Task requirements » Work out how many lines below contain "every". Provide only the figure.

Photo-based referring expression data:
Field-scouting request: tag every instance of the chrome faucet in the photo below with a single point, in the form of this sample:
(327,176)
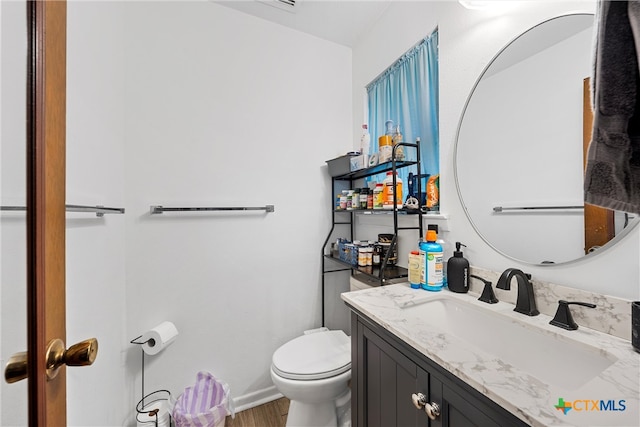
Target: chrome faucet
(525,303)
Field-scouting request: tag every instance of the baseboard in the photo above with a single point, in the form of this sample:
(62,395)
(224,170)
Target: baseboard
(257,398)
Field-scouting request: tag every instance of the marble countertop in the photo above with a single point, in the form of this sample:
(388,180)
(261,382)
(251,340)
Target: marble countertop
(519,392)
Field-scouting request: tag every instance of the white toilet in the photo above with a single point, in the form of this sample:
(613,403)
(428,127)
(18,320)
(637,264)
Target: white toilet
(313,371)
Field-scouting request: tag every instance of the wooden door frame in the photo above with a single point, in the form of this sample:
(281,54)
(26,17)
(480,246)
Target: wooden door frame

Answer box » 5